Text under study:
[Start of Attachment]
Philippines mourns police killed in anti-terror bloodbath
A LONG, slow procession of coffins draped in the Philippine flag poured out of military transport planes in Manila on Thursday, as the country mourned dozens of policemen killed in a botched anti-terror operation.
Marching to muted drums, uniformed commandos bore the numbered coffins of comrades brought home from the southern island of Mindanao, the scene of the worst loss of life by the country’s police or troops in recent memory.
President Benigno Aquino has declared Friday a day of mourning for the 44 men slaughtered in a cornfield Sunday when their top-secret mission — to catch or kill one of the world’s most wanted Islamist militants — went badly wrong.
The killings have sparked growing calls for retribution. Analysts warn this threatens a peace process aimed at ending the decades-long armed conflict that has claimed tens of thousands of lives in impoverished Muslim regions of the mainly Catholic Philippines.
Relatives wept and hugged each other as a priest sprinkled holy water on the metal caskets, which were laid at an air base in front of a large national flag at half-mast. Cabinet ministers and lawmakers watched from the stands.
“As president and as father of this country, I am greatly saddened that our policemen had to lay down their lives for this mission. Without question, these people are heroes,” Aquino told the nation on television late Wednesday.
The president was absent from Thursday’s ceremony, attending another public event. His spokeswoman Abigail Valte denied suggestions the president snubbed the dead, telling reporters he was to attend memorial services at a Manila police camp on Friday.
Two of the slain officers have already been buried by their Muslim kin.
Almost 400 police commandos had swooped before dawn in the operation to hunt down Zulkifli bin Hir alias Marwan, a top suspect in the 2002 Bali bombings and one of the United States’ most wanted militants, with a $5 million bounty for his capture.
But after killing a person they thought to be Zulkifli, the commandos came under devastating ambushes by at least two large guerrilla groups.
Aquino said most of the casualties were sustained after they ran into the Moro Islamic Liberation Front (MILF), which signed a peace treaty with Manila last year, and the Bangsamoro Islamic Freedom Fighters, who are allied to Islamic State fighters in Iraq and Syria.
[End of Attachment]
Work request 1:
In the news report, how large is the bounty offered for capturing Zulkifli bin Hir?
Work request 2:
List every person the news report mentions by name.
The material that comes next has no connection to the news report.

Data to examine:
[Start of Attachment]
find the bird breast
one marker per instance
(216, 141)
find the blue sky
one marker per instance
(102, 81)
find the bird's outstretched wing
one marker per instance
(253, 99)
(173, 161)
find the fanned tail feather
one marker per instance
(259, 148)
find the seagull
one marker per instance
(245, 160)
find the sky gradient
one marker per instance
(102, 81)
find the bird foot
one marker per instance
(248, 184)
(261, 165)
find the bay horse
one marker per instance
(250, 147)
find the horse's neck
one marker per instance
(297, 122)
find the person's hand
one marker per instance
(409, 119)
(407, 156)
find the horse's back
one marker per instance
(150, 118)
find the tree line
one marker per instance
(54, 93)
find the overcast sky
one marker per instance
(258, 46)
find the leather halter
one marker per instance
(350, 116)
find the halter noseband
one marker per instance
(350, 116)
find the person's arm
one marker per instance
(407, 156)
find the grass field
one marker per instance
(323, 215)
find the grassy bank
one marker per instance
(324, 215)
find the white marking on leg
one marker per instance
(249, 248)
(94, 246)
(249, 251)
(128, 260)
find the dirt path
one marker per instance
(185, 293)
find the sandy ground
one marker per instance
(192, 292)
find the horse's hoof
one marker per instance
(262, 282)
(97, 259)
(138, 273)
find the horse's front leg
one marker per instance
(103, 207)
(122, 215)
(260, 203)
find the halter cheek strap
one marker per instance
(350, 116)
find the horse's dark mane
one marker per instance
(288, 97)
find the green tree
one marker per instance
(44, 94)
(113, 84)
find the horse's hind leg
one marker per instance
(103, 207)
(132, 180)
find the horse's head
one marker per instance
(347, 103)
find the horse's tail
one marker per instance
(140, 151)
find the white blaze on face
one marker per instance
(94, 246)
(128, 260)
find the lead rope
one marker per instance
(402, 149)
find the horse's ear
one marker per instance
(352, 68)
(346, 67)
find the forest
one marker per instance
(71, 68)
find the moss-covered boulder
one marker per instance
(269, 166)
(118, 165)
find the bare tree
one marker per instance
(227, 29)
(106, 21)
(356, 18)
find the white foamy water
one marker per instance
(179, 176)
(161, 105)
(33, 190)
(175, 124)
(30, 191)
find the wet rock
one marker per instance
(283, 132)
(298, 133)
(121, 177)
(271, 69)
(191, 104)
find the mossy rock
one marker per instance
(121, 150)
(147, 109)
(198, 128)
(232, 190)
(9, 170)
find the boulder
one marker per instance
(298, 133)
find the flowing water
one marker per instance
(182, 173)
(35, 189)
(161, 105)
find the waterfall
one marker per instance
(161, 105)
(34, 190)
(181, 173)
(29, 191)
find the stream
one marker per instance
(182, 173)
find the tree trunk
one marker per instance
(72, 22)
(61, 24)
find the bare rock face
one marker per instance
[End of Attachment]
Task response 1:
$5 million

Task response 2:
Benigno Aquino; Abigail Valte; Zulkifli bin Hir, alias Marwan